### Supplied material
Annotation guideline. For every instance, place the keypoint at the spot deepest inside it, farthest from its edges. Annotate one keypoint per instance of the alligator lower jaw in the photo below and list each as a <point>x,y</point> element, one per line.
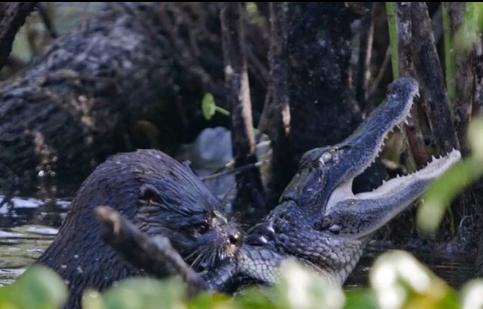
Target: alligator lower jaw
<point>397,186</point>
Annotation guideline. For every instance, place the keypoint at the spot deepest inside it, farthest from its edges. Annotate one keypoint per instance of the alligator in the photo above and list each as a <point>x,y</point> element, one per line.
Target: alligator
<point>319,221</point>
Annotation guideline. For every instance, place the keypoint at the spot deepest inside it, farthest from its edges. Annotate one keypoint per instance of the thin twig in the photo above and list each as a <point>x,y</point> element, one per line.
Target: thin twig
<point>155,256</point>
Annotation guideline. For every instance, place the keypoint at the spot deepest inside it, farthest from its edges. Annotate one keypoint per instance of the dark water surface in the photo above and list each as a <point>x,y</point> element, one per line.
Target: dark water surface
<point>29,225</point>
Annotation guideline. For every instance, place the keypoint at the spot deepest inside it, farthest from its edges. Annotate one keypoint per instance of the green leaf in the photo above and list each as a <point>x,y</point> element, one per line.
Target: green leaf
<point>400,281</point>
<point>360,298</point>
<point>208,106</point>
<point>146,293</point>
<point>39,287</point>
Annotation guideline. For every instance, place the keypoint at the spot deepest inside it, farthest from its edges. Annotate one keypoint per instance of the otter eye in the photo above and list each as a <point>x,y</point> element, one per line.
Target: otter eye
<point>148,193</point>
<point>203,228</point>
<point>326,157</point>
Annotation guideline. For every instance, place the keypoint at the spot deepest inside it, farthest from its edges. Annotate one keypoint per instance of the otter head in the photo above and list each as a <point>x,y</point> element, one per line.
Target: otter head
<point>162,197</point>
<point>190,217</point>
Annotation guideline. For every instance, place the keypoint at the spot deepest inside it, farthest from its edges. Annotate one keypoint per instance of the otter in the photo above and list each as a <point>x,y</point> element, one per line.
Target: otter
<point>162,197</point>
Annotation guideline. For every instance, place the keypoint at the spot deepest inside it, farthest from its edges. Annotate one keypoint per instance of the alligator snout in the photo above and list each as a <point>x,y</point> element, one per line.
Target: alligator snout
<point>261,235</point>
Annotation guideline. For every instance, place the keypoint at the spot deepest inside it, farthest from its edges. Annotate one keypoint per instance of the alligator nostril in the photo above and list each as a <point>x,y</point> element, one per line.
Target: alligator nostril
<point>234,238</point>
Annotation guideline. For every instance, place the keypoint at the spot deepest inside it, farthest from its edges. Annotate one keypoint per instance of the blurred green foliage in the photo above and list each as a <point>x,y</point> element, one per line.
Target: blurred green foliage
<point>444,190</point>
<point>209,107</point>
<point>397,280</point>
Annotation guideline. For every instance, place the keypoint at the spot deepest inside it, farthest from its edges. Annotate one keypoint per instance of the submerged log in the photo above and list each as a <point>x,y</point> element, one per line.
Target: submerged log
<point>130,69</point>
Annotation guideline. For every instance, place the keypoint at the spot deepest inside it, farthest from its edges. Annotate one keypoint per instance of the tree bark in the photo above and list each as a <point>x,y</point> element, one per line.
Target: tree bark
<point>12,17</point>
<point>275,120</point>
<point>413,129</point>
<point>429,70</point>
<point>131,77</point>
<point>249,184</point>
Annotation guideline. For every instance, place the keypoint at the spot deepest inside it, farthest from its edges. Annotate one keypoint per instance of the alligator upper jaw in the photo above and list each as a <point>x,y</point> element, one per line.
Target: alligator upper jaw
<point>357,216</point>
<point>363,146</point>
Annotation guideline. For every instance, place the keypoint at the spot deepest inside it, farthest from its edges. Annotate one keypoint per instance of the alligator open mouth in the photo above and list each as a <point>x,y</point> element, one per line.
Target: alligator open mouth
<point>363,213</point>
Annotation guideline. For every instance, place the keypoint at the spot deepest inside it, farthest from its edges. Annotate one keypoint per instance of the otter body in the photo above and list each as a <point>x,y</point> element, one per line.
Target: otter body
<point>162,197</point>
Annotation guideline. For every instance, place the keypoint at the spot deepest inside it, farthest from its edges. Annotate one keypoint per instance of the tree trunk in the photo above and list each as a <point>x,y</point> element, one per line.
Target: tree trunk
<point>131,77</point>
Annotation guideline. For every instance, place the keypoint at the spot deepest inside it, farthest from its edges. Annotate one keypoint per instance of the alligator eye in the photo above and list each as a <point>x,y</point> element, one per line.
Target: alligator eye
<point>203,228</point>
<point>148,193</point>
<point>326,157</point>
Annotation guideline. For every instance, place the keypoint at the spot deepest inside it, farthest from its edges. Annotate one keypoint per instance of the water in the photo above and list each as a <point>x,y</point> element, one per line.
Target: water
<point>27,227</point>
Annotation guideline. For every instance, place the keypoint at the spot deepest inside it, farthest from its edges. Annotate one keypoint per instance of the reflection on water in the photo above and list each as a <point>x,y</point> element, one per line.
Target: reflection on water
<point>27,226</point>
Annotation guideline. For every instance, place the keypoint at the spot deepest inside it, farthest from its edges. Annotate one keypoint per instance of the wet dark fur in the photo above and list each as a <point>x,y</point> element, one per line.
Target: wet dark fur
<point>161,196</point>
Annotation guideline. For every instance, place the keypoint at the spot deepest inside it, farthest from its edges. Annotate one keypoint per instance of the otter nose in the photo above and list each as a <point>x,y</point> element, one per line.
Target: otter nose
<point>234,238</point>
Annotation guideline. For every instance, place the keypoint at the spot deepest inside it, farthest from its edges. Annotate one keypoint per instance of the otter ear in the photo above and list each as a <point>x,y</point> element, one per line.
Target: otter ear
<point>148,192</point>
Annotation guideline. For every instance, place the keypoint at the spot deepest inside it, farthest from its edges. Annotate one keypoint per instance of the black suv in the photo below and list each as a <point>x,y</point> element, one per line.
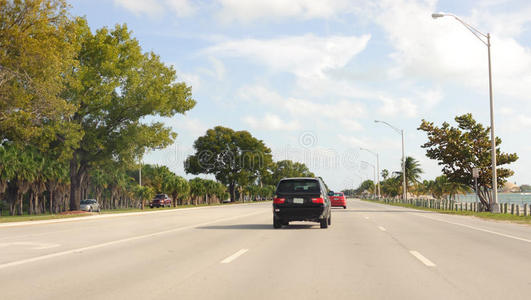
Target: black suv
<point>301,199</point>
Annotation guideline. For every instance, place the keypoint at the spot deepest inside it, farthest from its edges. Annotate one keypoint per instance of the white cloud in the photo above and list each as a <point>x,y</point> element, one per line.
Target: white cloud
<point>246,11</point>
<point>443,49</point>
<point>139,7</point>
<point>394,107</point>
<point>356,142</point>
<point>180,8</point>
<point>192,126</point>
<point>190,79</point>
<point>301,55</point>
<point>341,112</point>
<point>271,122</point>
<point>430,98</point>
<point>217,69</point>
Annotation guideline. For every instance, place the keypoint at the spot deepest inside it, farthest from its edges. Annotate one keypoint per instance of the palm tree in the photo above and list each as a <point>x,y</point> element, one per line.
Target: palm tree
<point>413,171</point>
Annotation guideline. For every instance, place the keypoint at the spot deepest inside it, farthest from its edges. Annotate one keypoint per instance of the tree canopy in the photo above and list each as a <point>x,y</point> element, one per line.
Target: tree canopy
<point>236,158</point>
<point>460,149</point>
<point>114,87</point>
<point>285,169</point>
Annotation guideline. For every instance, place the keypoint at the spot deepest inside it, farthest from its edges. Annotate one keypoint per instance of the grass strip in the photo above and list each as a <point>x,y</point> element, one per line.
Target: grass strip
<point>482,215</point>
<point>40,217</point>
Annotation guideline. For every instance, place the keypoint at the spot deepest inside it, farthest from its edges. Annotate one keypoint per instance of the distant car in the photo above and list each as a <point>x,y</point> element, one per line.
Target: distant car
<point>89,205</point>
<point>301,199</point>
<point>338,200</point>
<point>160,200</point>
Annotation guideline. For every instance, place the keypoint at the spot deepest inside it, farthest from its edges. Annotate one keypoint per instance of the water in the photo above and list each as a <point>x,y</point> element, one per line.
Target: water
<point>516,198</point>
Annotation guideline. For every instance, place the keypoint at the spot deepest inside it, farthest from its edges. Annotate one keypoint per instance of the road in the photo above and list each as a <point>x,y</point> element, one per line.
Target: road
<point>371,251</point>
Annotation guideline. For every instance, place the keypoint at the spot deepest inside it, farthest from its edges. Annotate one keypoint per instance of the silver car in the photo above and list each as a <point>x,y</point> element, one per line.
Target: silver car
<point>90,205</point>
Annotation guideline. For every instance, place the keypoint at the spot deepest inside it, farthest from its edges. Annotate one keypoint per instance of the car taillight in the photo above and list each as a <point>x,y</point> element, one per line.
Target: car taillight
<point>279,200</point>
<point>318,200</point>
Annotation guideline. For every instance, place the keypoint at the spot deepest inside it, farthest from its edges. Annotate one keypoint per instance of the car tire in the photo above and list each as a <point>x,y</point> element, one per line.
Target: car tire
<point>324,223</point>
<point>276,223</point>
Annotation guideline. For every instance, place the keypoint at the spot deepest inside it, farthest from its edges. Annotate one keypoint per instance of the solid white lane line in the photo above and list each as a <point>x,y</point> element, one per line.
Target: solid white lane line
<point>423,259</point>
<point>234,256</point>
<point>477,228</point>
<point>111,243</point>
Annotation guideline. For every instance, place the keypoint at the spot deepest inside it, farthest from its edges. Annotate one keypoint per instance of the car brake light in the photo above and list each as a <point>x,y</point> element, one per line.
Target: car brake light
<point>279,200</point>
<point>318,200</point>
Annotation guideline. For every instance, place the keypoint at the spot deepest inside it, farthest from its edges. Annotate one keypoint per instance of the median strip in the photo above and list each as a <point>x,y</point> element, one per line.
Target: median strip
<point>234,256</point>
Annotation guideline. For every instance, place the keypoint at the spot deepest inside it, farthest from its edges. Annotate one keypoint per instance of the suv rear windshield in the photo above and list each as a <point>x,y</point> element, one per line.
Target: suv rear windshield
<point>298,186</point>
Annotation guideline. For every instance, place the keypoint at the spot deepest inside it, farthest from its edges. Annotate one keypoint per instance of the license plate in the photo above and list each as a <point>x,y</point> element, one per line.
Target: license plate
<point>298,200</point>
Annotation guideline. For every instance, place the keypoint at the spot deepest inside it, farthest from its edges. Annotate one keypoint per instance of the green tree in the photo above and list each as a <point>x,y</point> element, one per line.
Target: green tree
<point>413,171</point>
<point>178,188</point>
<point>114,88</point>
<point>391,186</point>
<point>385,174</point>
<point>367,185</point>
<point>197,189</point>
<point>37,50</point>
<point>236,158</point>
<point>144,193</point>
<point>460,149</point>
<point>286,169</point>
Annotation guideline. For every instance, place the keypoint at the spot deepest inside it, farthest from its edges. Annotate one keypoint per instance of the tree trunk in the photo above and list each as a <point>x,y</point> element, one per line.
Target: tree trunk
<point>232,191</point>
<point>77,175</point>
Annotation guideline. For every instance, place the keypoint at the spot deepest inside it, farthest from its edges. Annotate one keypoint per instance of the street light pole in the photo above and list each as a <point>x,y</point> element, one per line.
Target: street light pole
<point>494,205</point>
<point>374,173</point>
<point>377,167</point>
<point>400,131</point>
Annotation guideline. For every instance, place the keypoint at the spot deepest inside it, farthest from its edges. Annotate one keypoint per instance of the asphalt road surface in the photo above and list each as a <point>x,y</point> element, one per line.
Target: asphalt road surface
<point>371,251</point>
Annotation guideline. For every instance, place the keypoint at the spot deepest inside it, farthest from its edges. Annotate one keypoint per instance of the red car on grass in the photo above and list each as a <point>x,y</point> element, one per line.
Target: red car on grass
<point>338,200</point>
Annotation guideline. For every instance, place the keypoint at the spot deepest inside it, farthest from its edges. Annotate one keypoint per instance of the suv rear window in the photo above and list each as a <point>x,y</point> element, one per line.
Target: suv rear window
<point>298,186</point>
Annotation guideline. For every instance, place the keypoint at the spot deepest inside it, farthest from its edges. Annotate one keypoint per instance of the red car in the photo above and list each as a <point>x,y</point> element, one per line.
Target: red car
<point>338,200</point>
<point>161,200</point>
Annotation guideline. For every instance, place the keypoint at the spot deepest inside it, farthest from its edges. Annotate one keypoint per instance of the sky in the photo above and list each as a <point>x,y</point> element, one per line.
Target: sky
<point>309,77</point>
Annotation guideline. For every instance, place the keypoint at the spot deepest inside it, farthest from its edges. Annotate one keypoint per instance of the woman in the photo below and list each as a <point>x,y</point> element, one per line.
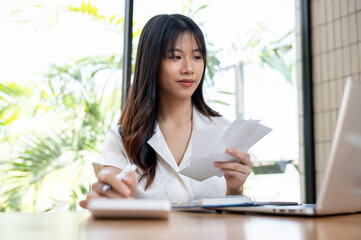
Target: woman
<point>164,106</point>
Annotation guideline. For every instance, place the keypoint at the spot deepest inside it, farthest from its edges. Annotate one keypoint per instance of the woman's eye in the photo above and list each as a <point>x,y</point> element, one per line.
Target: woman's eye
<point>175,57</point>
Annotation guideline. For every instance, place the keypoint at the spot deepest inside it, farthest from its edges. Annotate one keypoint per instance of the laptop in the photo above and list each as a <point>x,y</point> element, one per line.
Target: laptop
<point>341,189</point>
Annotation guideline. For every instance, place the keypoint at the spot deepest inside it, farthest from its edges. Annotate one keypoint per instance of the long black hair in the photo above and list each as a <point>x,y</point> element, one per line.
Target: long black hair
<point>139,115</point>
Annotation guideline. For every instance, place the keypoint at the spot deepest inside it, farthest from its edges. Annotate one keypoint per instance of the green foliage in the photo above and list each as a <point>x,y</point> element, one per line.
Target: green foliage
<point>81,96</point>
<point>10,97</point>
<point>89,9</point>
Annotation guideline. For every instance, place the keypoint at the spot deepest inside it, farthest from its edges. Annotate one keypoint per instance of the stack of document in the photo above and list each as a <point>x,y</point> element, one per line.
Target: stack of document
<point>129,208</point>
<point>228,201</point>
<point>209,146</point>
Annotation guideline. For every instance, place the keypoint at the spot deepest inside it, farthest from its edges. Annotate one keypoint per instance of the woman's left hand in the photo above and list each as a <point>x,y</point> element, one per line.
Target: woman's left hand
<point>236,173</point>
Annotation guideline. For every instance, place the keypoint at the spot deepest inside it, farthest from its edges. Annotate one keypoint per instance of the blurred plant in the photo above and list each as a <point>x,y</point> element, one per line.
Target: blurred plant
<point>78,102</point>
<point>277,54</point>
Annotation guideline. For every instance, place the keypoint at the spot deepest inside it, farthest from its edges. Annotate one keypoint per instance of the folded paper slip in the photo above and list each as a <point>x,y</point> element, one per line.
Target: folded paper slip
<point>209,146</point>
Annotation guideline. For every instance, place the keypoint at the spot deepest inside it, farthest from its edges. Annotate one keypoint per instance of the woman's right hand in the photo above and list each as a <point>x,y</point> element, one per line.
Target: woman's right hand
<point>119,189</point>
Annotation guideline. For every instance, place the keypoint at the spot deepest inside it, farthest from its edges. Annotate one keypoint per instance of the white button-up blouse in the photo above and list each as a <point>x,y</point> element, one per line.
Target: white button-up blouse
<point>168,183</point>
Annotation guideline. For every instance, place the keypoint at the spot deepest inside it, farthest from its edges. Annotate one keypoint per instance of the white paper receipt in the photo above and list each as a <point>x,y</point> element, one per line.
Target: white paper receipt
<point>212,144</point>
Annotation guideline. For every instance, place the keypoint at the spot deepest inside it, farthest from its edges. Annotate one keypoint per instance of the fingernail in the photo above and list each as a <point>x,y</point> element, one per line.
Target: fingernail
<point>127,191</point>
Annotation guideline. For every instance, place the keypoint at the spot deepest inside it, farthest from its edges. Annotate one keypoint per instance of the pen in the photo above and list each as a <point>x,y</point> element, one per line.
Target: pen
<point>120,176</point>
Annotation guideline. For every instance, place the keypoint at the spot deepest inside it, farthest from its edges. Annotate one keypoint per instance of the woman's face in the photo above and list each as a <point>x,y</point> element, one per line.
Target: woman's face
<point>181,71</point>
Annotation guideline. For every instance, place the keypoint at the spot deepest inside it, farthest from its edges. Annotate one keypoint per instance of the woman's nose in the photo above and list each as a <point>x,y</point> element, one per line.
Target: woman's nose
<point>187,66</point>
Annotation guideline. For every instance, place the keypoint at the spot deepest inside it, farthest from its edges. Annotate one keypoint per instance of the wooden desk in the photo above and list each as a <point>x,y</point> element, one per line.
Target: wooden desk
<point>81,226</point>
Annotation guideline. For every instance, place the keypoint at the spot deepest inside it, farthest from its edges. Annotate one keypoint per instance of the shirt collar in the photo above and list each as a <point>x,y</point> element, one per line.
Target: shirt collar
<point>158,143</point>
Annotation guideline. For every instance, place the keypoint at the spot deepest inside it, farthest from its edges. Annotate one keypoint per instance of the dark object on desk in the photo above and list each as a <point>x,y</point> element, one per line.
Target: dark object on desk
<point>340,192</point>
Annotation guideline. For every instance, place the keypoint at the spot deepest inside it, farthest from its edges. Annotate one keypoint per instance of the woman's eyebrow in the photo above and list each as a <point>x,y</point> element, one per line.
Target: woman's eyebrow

### What you need to do
Rewrite the lines starting at the one that contains "of the wooden" and ending at the one that contains "<point>340,192</point>", swapping "keypoint" for "marker" and leaving everything else as it is.

### Task response
Annotation guideline. For every instance, place the marker at the spot deepest inside it, farthest from its edges. Annotate one marker per instance of the wooden desk in the photo above and list each as a <point>x,y</point> element, one per line.
Target: wooden desk
<point>81,226</point>
Annotation guideline. For every instance, place the marker at the spot deepest inside it, farthest from its edges. Annotate one marker per instance of the shirt collar in the photo above and list each as a <point>x,y</point> element, one per line.
Target: shirt collar
<point>158,143</point>
Annotation guideline. For every instance, place the marker at the spot deepest inside it, farthest from its edges. Annotate one marker per instance of the dark object on desk in the photo above and list each as a <point>x,y</point> element, one per line.
Target: dark object on desk
<point>340,192</point>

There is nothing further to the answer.